Бесконечно благодарен за Ваше внимание и растроган; и это незаслуженно. Все еще в больнице, не столько потому, что болен, сколько оттого, что здесь лучше, чем на воле: есть мягкая кровать и кормят, хотя и неважно, но даром. И спокойно. Я еще не вполне окреп, но все же чувствую себя живым и так радуюсь солнечным дням и тихой развивающейся весне. Смотрю и думаю: я живой. Сознание, что я остался живым, приводит меня в восторженное состояние, и я называю это — чувством счастья. Впрочем, когда я умирал, то есть знал, что я непременно умру, это было на Петровском острове у Голубевых, куда на время переселился, потому что там, как мне все казалось, единственная в Ленинграде теплая комната — я тоже чувствовал этот восторг и счастье. Тогда именно я думал о Вас много. Думал, потому что в том напряжении души, которое я тогда испытывал, было нечто — как я уже писал Вам в записочке — похожее на чувство, жившее во мне в 20-х годах, когда я был с Вами. Мне кажется, я в первый раз так всеобъемлюще и широко понял Вас — именно потому, что это было совершенно бескорыстно, так как увидеть Вас когда-нибудь я, конечно, не рассчитывал, это было действительно предсмертное с Вами свидание и прощание. И мне показалось тогда, что нет другого человека, жизнь которого была бы так цельна и поэтому совершенна, как Ваша; от первых детских стихов (перчатка с левой руки) до пророческого бормотанья и вместе с тем гула поэмы. Я тогда думал, что эта жизнь цельна не волей — и это мне казалось особенно ценным, а той органичностью, то есть неизбежностью, которая от Вас как будто совсем не зависит. Теперь этого не написать, то есть всего того, что я тогда думал, но многое из того, что я не оправдывал в Вас, встало передо мной не только оправданным, но и, пожалуй, наиболее прекрасным. Вы знаете, многие осуждают Вас за Леву, но тогда мне было так ясно, что Вы сделали мудро и, безусловно, лучшее из того, что могли выбрать (я говорю о Бежецке), и Лева не был бы тем, что он есть, не будь у него бежецкого детства. (Я и о Леве тогда много думал, но об этом как-нибудь другой раз — я виноват перед ним.)

★ ★ ★ ★

ЗАДАЧА:
Продолжите приведенное выше письмо из больницы, начав сразу после его последнего предложения.

ФРАГМЕНТЫ НАБОРА ДАННЫХ:
★ ★ ★ ★

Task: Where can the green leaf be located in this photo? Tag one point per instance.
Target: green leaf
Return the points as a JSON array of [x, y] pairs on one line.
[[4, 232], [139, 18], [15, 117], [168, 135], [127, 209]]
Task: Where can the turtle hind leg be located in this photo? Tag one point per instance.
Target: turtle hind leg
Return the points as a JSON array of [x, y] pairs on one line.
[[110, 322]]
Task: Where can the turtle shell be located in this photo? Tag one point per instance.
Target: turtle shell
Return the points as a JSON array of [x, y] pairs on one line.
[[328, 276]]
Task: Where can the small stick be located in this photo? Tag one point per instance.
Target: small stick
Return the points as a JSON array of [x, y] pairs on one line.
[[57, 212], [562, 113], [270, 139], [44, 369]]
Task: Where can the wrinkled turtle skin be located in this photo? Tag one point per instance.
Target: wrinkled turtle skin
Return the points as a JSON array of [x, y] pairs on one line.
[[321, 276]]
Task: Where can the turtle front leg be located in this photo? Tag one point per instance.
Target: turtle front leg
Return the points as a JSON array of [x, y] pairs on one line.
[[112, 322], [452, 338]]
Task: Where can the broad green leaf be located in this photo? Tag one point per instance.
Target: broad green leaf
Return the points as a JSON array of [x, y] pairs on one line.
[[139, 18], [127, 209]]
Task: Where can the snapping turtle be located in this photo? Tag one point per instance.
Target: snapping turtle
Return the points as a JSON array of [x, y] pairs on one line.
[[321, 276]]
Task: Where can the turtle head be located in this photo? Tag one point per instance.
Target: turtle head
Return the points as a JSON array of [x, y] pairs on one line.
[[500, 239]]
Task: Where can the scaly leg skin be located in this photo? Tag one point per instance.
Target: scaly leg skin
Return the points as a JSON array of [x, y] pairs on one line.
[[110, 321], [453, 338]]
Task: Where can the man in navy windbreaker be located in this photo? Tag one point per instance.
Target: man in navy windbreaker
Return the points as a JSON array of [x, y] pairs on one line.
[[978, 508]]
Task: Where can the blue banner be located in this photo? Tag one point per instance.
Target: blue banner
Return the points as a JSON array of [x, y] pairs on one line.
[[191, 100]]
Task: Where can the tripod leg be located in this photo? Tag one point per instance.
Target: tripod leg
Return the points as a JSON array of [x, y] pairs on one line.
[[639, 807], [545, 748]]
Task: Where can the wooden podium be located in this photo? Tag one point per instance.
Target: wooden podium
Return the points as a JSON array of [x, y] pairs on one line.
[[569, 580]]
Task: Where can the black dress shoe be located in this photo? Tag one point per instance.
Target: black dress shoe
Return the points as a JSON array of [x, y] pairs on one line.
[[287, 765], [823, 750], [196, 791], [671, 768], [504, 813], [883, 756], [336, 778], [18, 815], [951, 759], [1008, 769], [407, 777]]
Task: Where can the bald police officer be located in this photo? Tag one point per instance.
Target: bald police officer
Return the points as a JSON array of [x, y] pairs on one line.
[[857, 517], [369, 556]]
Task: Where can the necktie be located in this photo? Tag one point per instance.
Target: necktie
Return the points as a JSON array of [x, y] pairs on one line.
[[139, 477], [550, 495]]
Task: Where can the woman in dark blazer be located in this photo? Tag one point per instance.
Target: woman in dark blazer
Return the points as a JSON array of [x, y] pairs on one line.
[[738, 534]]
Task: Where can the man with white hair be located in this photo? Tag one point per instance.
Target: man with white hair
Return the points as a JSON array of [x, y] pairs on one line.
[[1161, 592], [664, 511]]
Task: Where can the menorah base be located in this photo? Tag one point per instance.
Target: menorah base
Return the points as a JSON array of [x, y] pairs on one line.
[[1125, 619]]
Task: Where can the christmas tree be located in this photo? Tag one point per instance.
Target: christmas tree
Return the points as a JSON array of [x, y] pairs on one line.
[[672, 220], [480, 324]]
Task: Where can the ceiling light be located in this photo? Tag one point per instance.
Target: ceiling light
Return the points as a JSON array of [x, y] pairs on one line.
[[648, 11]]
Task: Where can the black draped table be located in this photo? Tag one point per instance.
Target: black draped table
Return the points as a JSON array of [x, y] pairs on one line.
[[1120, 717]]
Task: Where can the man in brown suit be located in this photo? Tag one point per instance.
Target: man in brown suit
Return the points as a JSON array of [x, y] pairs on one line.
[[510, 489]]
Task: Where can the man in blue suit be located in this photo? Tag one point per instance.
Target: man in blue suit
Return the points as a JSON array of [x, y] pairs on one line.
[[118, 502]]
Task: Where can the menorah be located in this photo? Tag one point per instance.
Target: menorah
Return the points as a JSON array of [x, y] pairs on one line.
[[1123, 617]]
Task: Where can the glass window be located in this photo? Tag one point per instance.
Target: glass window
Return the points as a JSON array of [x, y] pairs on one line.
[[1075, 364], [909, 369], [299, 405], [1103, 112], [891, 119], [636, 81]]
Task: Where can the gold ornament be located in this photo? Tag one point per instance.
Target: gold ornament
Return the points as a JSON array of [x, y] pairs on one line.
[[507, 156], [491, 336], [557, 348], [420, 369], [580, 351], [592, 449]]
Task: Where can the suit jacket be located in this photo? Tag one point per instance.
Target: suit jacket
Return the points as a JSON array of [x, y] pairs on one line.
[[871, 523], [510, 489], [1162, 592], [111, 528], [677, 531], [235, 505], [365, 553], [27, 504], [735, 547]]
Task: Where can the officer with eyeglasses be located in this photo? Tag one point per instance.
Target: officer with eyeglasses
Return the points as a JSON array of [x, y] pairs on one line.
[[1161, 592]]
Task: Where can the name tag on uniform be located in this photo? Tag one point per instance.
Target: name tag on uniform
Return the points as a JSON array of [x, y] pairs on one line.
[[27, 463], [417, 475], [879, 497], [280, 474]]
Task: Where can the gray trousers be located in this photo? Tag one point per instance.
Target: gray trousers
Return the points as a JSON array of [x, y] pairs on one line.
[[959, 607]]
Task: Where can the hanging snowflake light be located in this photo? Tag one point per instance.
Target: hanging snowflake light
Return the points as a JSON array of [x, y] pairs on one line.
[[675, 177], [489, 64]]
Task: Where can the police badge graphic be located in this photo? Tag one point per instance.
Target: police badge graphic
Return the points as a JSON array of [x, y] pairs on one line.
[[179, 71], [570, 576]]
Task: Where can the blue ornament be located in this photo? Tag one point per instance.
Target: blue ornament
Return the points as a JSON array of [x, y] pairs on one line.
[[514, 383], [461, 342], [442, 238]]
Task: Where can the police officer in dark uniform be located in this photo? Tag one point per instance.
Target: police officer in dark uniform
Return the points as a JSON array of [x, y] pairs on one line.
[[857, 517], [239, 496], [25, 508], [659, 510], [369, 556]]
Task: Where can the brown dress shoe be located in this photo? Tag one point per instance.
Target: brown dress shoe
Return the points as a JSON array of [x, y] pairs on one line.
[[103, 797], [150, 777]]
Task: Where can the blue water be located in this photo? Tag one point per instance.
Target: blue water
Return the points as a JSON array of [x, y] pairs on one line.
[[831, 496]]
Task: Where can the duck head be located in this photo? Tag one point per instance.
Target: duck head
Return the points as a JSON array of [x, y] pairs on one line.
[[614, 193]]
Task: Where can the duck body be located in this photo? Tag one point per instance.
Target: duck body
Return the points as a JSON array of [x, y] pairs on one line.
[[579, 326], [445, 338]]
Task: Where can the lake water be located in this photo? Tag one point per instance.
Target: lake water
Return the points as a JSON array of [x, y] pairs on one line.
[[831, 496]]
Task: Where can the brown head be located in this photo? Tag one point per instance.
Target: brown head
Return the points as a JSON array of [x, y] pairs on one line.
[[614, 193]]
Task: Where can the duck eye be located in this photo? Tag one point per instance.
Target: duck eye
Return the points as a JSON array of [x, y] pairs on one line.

★ ★ ★ ★

ОТВЕТ:
В Вашей жизни есть крепость, как будто она высечена в камне и одним приемом очень опытной руки. Все это — я помню — наполнило меня тогда радостью и каким-то совсем не обычным, не сентиментальным умилением, а созерцательным, словно я стоял перед входом в Рай (вообще тогда много было от «Божественной Комедии»). И радовался я не столько за Вас, сколько за мироздание, потому что от всего этого я почувствовал, что нет личного бессмертия, а есть бессмертное. Это чувство было особенно сильным.
Умирать было не страшно, то есть я не имел никаких претензий персонально жить или сохраниться после смерти, почему-то я совсем не был в этом заинтересован, но что есть Бессмертное и я в нем окажусь — это было так прекрасно и так торжественно. Вы казались мне тогда — и сейчас тоже — высшим выражением Бессмертного, какое я только встречал в жизни. В больнице мне довелось перечитать «Бесов». Достоевский, как всегда, мне тяжел и совсем не для меня, но в конце романа, как золотая заря, среди страшного и неправдоподобного мрака, такие слова: «Одна уже всегдашняя мысль о том, что существует нечто безмерно справедливейшее и счастливейшее, чем я, уже наполняет и меня всего безмерным умилением и славой — о, кто бы я ни был, что бы ни сделал, человеку гораздо необходимее собственного счастья знать и каждое мгновение веровать в то, что есть где-то уже совершенное и спокойное счастье, для всех и для всего...» и т.д. Эти слова почти совершенное выражение того, что я тогда чувствовал. Именно — «и славой» — именно «спокойное счастье». Вы и были тогда выражением «спокойного счастья славы».
Умирая, я к нему приближался. Но я остался жить и сохранил и само это чувство и память о нем. Я так боюсь теперь его потерять и забыть и делаю усилия, чтобы этого не случилось, чтобы не случилось того, что так много раз случалось со мной в жизни: Вы знаете, как я легкомысленно, не делая никаких усилий, даже скорее с вызовом судьбе, терял лучшее, что она, судьба, мне давала. Солнце, которое я так люблю, после ледяного ленинградского ада, поддерживает меня, и мне легко беречь перед этой солнечной славой это чувство бессмертного. И я счастлив.
Мне хорошо здесь, и в больнице хорошо, рука почти зажила, Вы видите, я пишу своим почерком — правда, много забот, как устроиться, как прокормиться, но они не поглощают меня так, как это бывало раньше. И мне не жаль брошенного, кроме некоторых вещей, которые я просто из-за спешки забыл взять.
В вагоне, когда я заболел, мне почему-то вспомнился Хлебников, и я воспринимал его, как самый чистый звук, самый чистый голос моего времени, и как синтез этого времени, по отношению к которому Маяковский что-то одностороннее, частный случай.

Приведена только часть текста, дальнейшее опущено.